:: PROBLEM STATEMENT ::
Return the whole listing exactly as it stands.

:: PROVIDED INFORMATION ::
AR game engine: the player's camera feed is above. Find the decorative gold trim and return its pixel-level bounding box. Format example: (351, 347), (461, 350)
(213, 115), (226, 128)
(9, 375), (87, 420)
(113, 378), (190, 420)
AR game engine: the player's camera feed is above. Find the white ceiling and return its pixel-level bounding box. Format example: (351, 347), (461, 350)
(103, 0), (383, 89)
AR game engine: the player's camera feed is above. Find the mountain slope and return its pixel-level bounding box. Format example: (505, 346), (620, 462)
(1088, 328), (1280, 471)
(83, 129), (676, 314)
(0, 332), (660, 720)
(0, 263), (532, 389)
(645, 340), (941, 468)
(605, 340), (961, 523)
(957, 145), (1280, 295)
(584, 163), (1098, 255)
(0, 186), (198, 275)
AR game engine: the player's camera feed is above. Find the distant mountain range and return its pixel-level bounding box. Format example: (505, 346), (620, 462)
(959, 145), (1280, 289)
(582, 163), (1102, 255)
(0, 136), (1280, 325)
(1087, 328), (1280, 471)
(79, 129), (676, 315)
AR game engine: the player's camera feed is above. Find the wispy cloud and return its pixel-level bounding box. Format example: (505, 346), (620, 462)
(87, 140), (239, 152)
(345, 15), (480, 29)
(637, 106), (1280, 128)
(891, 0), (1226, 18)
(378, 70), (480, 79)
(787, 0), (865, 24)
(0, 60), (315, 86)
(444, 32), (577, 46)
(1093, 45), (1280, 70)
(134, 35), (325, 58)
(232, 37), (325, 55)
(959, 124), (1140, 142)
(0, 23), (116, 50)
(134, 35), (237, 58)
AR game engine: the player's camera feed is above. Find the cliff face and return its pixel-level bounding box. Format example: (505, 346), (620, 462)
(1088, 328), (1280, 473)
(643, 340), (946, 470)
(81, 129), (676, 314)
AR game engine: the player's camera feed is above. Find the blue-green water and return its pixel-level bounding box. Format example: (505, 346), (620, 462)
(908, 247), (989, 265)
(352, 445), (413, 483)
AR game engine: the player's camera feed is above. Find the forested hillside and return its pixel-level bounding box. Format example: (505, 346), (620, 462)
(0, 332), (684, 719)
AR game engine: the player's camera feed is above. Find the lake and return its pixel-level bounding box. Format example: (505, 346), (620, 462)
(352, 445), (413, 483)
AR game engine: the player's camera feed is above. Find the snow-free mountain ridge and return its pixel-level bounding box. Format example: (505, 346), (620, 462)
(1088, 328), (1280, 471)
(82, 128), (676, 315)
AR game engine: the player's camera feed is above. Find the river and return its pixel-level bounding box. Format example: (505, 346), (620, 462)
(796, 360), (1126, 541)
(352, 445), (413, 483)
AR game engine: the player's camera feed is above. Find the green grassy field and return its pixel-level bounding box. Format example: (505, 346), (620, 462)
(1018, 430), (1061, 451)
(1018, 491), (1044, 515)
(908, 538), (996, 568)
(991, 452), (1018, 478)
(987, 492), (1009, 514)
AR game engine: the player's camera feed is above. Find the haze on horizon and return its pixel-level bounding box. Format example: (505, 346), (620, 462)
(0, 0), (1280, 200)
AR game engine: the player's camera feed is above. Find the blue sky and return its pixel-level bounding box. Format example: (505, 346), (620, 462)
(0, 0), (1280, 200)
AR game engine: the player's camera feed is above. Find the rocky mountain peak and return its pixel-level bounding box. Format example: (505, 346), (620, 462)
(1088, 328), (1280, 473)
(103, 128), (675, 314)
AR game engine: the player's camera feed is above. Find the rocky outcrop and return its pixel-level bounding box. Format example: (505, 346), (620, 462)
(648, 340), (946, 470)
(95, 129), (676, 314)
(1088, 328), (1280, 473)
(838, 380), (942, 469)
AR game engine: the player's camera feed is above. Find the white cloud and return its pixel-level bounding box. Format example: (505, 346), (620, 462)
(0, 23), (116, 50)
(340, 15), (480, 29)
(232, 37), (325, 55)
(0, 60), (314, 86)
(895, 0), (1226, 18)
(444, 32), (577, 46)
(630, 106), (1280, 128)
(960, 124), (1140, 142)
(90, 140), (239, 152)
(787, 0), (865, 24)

:: RESPONSE TO THIS EXERCISE ::
AR game engine: the player's camera feed is above. Find the decorative gold trim and return its pixel-level bounding box. Format example: (351, 347), (461, 350)
(213, 115), (226, 128)
(9, 375), (87, 420)
(113, 378), (190, 420)
AR game engine: the player's camera feed is above. Find the white ceiling and return its pixel-level bounding box. Format example: (351, 347), (461, 350)
(103, 0), (383, 89)
AR game engine: the player's camera feed is above. Find the mountain slope and return its pixel-level bounding box. Format example: (505, 346), (620, 462)
(1088, 328), (1280, 471)
(83, 129), (676, 314)
(0, 332), (660, 720)
(0, 263), (532, 389)
(645, 340), (941, 468)
(605, 340), (961, 523)
(957, 145), (1280, 295)
(584, 163), (1098, 255)
(0, 186), (198, 275)
AR game engine: the player's camera feed is above. Find the distant mountain range and return its pixel-level bounding box. Format example: (505, 346), (620, 462)
(959, 145), (1280, 289)
(582, 163), (1102, 255)
(0, 136), (1280, 325)
(1087, 328), (1280, 471)
(79, 129), (676, 315)
AR game engine: the player's camera feed is above. Find the wispy cloud and return its pixel-level bounding box. Format example: (505, 346), (620, 462)
(87, 140), (239, 152)
(345, 15), (480, 29)
(637, 106), (1280, 128)
(891, 0), (1226, 18)
(378, 70), (480, 79)
(787, 0), (865, 24)
(0, 60), (315, 86)
(444, 32), (577, 46)
(1093, 45), (1280, 70)
(134, 35), (325, 58)
(232, 37), (325, 55)
(959, 124), (1140, 142)
(0, 23), (116, 50)
(134, 35), (237, 58)
AR game engine: the player's camera feed is above. Find the cliff face and return its pixel-level bounding box. Format example: (505, 346), (620, 462)
(1088, 328), (1280, 473)
(643, 340), (946, 470)
(81, 129), (676, 314)
AR game engine: the player's camera feed is above. Find the blue-green water and return its pixel-level bounding box. Format example: (505, 346), (620, 462)
(908, 247), (989, 265)
(352, 445), (413, 483)
AR game engine: the player's camera feed is above. Find the forested hillside and return its pixel-level bounding box. Format example: (505, 346), (620, 462)
(0, 332), (684, 719)
AR game engine: the player's camera feed is above. Find the lake and return its pixel-level bounding box. Format example: (505, 346), (620, 462)
(352, 445), (413, 483)
AR game engine: the player's camera feed is above. Find the snow-free mountain ridge and return its pixel-level bounding box. Format example: (505, 346), (620, 462)
(1088, 328), (1280, 471)
(82, 128), (676, 315)
AR game engine: the player's camera feed is above. Find the river and return its pixel-level bounding box. Format example: (505, 346), (620, 462)
(796, 360), (1126, 541)
(352, 445), (413, 483)
AR game engine: the player's camera feed is above. Find the green grassy field and return its pixel-level bounding box. Format example: (505, 346), (620, 462)
(1018, 430), (1061, 451)
(1018, 491), (1044, 515)
(908, 538), (996, 568)
(991, 452), (1018, 478)
(987, 492), (1009, 514)
AR game engine: the player's camera feed is above. Find the haze on horizon and return its pixel-level bounding box. Format example: (505, 346), (620, 462)
(0, 0), (1280, 200)
AR game engine: the player's camera feed is above. Find the blue sky and return its pixel-level bounding box. Format example: (505, 346), (620, 462)
(0, 0), (1280, 200)
AR game engine: the player's camera feed is above. Find the rocky mountain peak and return its pixel-level bounding box. Format example: (505, 346), (620, 462)
(1088, 328), (1280, 473)
(103, 128), (675, 314)
AR game engine: the player's camera feed is above. Find the rocky outcrop and return its pixel-level bounding box. Format example: (505, 346), (620, 462)
(648, 340), (946, 470)
(95, 129), (676, 314)
(1088, 328), (1280, 473)
(838, 380), (942, 469)
AR game engine: the player's camera feed is above. Find the white cloud and return its pixel-level bounding box. Format example: (505, 346), (620, 462)
(0, 23), (116, 50)
(340, 15), (480, 29)
(232, 37), (325, 55)
(0, 60), (314, 86)
(895, 0), (1226, 18)
(444, 32), (577, 46)
(630, 106), (1280, 128)
(960, 124), (1140, 142)
(90, 140), (239, 152)
(787, 0), (865, 24)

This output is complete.